Image object location entries:
## start

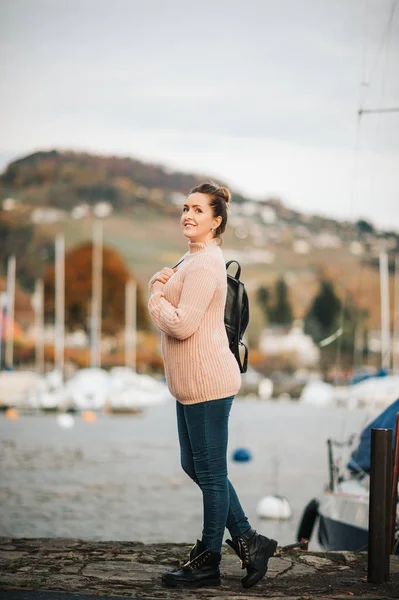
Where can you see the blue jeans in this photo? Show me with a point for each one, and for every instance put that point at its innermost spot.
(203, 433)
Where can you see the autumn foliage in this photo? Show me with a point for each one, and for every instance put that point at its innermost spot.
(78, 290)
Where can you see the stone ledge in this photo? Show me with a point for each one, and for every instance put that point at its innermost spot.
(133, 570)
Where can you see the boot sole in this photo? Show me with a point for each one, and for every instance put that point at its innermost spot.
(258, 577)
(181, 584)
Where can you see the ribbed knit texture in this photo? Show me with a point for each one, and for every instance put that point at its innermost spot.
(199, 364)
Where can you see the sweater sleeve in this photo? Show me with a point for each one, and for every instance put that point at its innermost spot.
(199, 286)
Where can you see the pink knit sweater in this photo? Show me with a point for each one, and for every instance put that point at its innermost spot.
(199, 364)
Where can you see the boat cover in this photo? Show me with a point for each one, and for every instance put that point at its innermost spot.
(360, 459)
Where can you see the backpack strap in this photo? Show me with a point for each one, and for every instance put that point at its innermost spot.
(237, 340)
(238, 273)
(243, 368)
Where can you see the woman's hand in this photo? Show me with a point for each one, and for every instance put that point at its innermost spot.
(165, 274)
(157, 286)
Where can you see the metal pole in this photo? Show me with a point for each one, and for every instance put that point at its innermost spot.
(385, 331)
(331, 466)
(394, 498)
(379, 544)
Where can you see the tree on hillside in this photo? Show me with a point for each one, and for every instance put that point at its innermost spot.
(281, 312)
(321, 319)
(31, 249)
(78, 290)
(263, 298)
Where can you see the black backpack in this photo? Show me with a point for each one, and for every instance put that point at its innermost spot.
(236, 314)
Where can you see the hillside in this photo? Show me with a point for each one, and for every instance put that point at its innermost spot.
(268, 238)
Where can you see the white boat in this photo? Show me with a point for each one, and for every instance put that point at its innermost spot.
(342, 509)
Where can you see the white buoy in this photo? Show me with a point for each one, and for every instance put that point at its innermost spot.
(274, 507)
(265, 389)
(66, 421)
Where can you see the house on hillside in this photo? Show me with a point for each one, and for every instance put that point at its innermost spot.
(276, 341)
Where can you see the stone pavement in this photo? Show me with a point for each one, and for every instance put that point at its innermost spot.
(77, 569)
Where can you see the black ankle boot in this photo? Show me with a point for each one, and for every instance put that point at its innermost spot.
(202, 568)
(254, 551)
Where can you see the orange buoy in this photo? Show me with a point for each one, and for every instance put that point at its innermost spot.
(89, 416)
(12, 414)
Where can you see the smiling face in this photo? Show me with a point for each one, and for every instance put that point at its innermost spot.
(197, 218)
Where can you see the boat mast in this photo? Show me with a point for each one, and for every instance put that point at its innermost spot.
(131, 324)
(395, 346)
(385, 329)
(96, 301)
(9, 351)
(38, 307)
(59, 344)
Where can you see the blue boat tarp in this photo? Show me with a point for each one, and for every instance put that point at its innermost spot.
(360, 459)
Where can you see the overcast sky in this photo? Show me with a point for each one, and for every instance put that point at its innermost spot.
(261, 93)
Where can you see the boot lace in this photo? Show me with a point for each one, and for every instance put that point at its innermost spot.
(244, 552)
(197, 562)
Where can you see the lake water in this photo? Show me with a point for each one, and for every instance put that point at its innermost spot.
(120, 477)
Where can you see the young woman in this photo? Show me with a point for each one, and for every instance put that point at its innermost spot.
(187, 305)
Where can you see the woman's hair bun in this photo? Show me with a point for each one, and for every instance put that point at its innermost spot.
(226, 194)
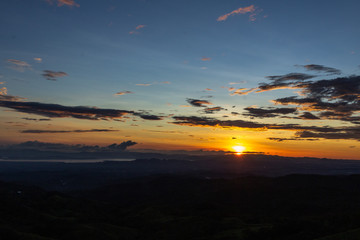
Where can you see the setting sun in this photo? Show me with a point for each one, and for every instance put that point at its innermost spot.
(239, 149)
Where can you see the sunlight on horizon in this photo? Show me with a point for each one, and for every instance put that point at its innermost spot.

## end

Repeat all of the data above verbatim, leaving out the pictures.

Where can you see the blue jeans in this photo? Show me with a point for each one, and for every instance put that point at its innermost spot.
(203, 433)
Where can you see the autumn foliage in this photo? Show me with a point for each one, and for every instance put that point at its innermost spot.
(78, 290)
Where can you see the stone ledge in this photo? Show me with a point for each one, and for every instance put that point at its innermost spot.
(133, 570)
Where can you see the boot sole in this photo? Show me with a point for each one, and for every instance put that point at its innermost spot.
(258, 577)
(181, 584)
Where can you see the ribbed knit texture in this photo? Show me with a point for each one, and for every instance put that point at its innermost spot.
(199, 364)
Where can you see the sweater sleeve in this photo? Show me with a point for each one, and for every instance put that point at its innermost spot.
(199, 286)
Where can you see the pink knit sweater in this photo? Show me with a point for each one, and for every instance put that point at its innermost spot.
(199, 364)
Where can you see the boat cover in this photo? Show me with a point for each one, and for every instance put that point at its innermost spot.
(360, 459)
Where can you see the backpack strap in this photo? Show me with a point for each one, and for every instance put that point at its innermost spot.
(237, 340)
(238, 273)
(243, 368)
Where can you see the woman's hand in this photo? Show me with a point for each one, and for every instance put that point at its innermost spot.
(165, 274)
(157, 286)
Where can you see the metal pole in this photo? Show me with a point for each one, and for every instance put that point at its innermost spot.
(385, 331)
(331, 466)
(394, 498)
(379, 544)
Where can you see the tree on hillside in this photo? Show me with a point for each one, and for every instance put that point at its innermost spot.
(281, 312)
(321, 319)
(31, 249)
(78, 290)
(263, 298)
Where can you see the black backpack in this photo? Show me with a point for each one, and for every instance put that point at its innermost spot.
(236, 314)
Where can you see the hillside in this photo? Show me with a point for each one, and for every instance put that point at its innermost spot.
(268, 238)
Where can you see the white boat in this photo? Show me with a point for each one, and for every instance put that point at its innermost spot.
(342, 509)
Where can you see the white buoy in this photo? Show me with a point for each one, and for every instance put that point at its innermost spot.
(274, 507)
(265, 389)
(66, 421)
Where can you see the house on hillside in this photo? Show me with a point for each one, and for every instance put that point at its innermost spot.
(276, 341)
Where can you see the stone pavement in this photo? Show me with a point for each one, and for every instance put that point at its innermost spot.
(77, 569)
Where can you see the black ankle boot in this photo? Show me with a point for each one, and for every instance put that point at its innermost spot.
(202, 568)
(254, 551)
Where can you see the orange buoy in this photo? Show me with a point for each one, and for every instance put that point at its innermost spot.
(89, 416)
(12, 414)
Where can you see the smiling face in this photo? Show me with a point for each one, and for every instance put that point at its innermost spot.
(197, 218)
Where can you see the boat mast in this photo? Show me with a point for each one, and for every instance put that point at its innermost spot.
(131, 324)
(395, 346)
(385, 329)
(96, 301)
(9, 351)
(38, 307)
(59, 344)
Where can you see the blue boat tarp in this photo? Show me with a point for each one, and for every instance put that point at its innermost spot.
(360, 459)
Where can you see the overcast sky in this photo? Show me with a point for each one, and for every instance put that point at its innermost spot.
(261, 93)
Where can you see the boot lace in this photo? Show me with a point for each one, and for every instance put that point at its innermost spot.
(244, 552)
(197, 562)
Where can you see the lake water in this photo? Show me with a point for each one, and for every instance put that point at its innermost spot.
(120, 477)
Where can you see the young woman in this photo? Show me with a point for each one, and for every instance put that point at its innermost spot.
(187, 305)
Where can you see the woman's hair bun in this photo? Show me with a point for each one, and for every instance put that point at its innermost spot.
(226, 194)
Where can you see the setting sun in this photo? Show me with a point for each one, and for every instance put that point at its innermost spot.
(239, 149)
Where can you see the sunlight on horizon in this photo? Show me with a point for each one, and for every instance put that point at its innermost spot.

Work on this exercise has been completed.